*SHORT EXERCISE*. From the listing below, pull out every line that contains the word "indicate", copying each one in full.

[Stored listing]
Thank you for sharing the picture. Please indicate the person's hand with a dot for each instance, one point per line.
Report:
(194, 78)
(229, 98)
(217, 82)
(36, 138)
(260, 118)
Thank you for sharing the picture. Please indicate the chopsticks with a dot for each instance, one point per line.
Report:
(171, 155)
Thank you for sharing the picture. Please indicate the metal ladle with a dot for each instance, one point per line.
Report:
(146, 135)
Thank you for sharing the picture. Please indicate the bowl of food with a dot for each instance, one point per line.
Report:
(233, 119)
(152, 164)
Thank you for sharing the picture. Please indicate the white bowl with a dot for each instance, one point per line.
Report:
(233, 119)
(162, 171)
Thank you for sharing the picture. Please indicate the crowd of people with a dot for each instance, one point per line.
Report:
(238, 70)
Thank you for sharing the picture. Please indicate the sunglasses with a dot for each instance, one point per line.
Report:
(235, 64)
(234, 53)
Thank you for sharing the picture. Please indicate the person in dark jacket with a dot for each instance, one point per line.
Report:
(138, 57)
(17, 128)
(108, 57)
---
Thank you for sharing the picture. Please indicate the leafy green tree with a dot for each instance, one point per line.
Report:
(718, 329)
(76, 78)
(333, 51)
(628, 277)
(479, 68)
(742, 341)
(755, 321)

*WRITTEN RESPONSE*.
Thank you for sharing the picture. Please indicate the person's hand with a dot for each instance, one point per line.
Thank you for sharing the picture. Please indicate the chopsticks with a dot for each instance, one point per line.
Thank you for sharing the picture. Please indicate the metal ladle with a dot for each instance, one point per line.
Thank you for sharing the picture. Please indicate the bowl of food with a dot for each instance, one point per line.
Thank you for sharing the picture. Please indicate the white bowl with a dot for each instance, one point per line.
Thank you for sharing the picture. Please indicate the crowd of people with a dot for each instance, one point per line.
Thank you for sharing the picture. Please indicate the sunglasses with a dot for each instance, one point per line.
Thank you for sharing the picture. Please indicate the person in dark jacket with a dot for each instance, one point per line.
Thank you for sharing the picture. Please indicate the leafy green tree with a dot for each instance, one point per line.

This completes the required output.